**Your objective:**
Give back exactly the lines that run from the line containing "the truck roof" through the end of the listing below. Leave out every other line.

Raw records
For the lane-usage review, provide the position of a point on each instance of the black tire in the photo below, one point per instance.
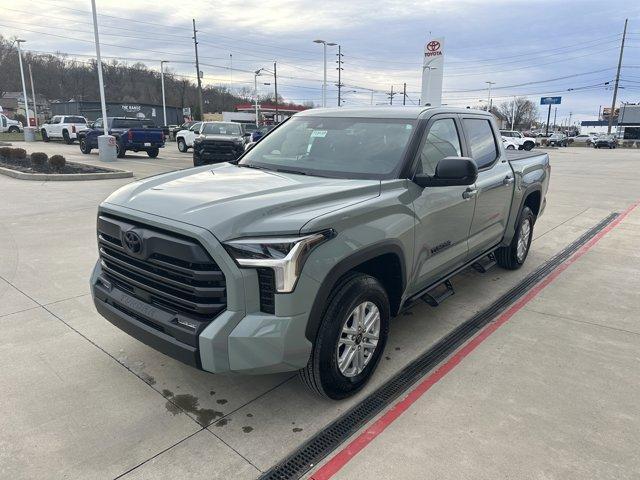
(84, 147)
(322, 374)
(507, 257)
(120, 150)
(67, 139)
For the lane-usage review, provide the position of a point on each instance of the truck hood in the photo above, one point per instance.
(233, 202)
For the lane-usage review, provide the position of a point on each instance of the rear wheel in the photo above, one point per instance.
(120, 150)
(513, 256)
(351, 338)
(84, 146)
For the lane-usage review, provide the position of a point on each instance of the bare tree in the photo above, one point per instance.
(525, 111)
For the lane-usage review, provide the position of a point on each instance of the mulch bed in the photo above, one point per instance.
(24, 165)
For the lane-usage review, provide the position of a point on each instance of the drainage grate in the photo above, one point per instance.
(324, 442)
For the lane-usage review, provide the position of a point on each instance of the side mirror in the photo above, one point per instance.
(450, 172)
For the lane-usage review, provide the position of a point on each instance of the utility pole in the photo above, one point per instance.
(275, 88)
(195, 44)
(489, 104)
(339, 85)
(33, 95)
(615, 88)
(255, 93)
(164, 102)
(513, 112)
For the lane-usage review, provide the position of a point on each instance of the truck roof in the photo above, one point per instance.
(406, 112)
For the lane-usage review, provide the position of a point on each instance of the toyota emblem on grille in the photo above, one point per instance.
(132, 241)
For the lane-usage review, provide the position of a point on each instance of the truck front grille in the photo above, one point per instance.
(170, 271)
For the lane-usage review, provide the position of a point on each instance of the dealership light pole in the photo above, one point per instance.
(33, 95)
(28, 137)
(324, 82)
(106, 143)
(615, 88)
(164, 102)
(489, 104)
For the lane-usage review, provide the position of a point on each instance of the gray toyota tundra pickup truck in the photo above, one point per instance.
(298, 255)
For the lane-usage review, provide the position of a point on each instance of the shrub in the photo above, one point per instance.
(39, 159)
(18, 153)
(57, 163)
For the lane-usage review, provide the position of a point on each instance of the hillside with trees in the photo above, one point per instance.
(59, 78)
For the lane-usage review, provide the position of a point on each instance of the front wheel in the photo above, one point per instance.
(513, 256)
(350, 339)
(84, 146)
(67, 139)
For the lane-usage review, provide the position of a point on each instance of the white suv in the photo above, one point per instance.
(185, 138)
(524, 143)
(65, 127)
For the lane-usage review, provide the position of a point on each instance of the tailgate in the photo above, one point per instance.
(144, 135)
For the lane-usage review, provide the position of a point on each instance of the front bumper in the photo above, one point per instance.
(241, 339)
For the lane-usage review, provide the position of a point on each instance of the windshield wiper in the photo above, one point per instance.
(295, 172)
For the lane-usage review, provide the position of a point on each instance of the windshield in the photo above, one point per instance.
(221, 129)
(334, 147)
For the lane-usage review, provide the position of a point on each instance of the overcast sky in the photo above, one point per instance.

**Output for this task:**
For the lane-usage review, provide the position of a point on each instance of the truck roof in the photo above, one point per instance.
(406, 112)
For the lane-usage review, provide the position of a point on each instance of the toyota emblem on grille in the photo above, one point per instance.
(132, 241)
For the lane-usage review, provide the position of a point on each instance of the truck front grille in the photo above, one point per instance.
(170, 271)
For the lane-usage review, provide the position of a point on each instance of the dealership light pole in the photo above, one point per instance.
(33, 95)
(28, 137)
(324, 82)
(106, 143)
(615, 88)
(164, 102)
(489, 104)
For the lane-usage review, provide the position of a point on each instance of the gray toyota tundra pickup truck in the photo above, one point per instance.
(298, 255)
For the lane-usage review, provide the position of a point on each instance of the shrub in the photo above, one point per instance.
(39, 159)
(18, 153)
(57, 163)
For the lane-usage review, provide the position of a point on each instance of the hillside with trees in the photo above, one point per instance.
(59, 78)
For the lane-usage review, provide the position of a point on each instance of the front wheel in the photo above, one point per instance.
(513, 256)
(350, 339)
(84, 146)
(67, 139)
For the lane-usage review, provide the position of a point on each instance of the white suv in the photo above, one point per instance.
(185, 138)
(524, 143)
(65, 127)
For the lane-usage review, provide the position of a point on each instance of the tailgate in the photo above, one point per instance.
(144, 135)
For the lane-usage review, provide the position of a point on each instance of the front bumper in the photo above, one point per instance.
(241, 339)
For the lane-usage review, provide the position of a point on each instance of the windshield wiper in the photo above, one point per instance.
(295, 172)
For the lane-usage review, provide the position of a point on each instance of the windshield in the photo above, one point per instance.
(221, 129)
(334, 147)
For the lane-usage review, provide the position of a point on each instance of the overcast sky in the photo above, one point per instance.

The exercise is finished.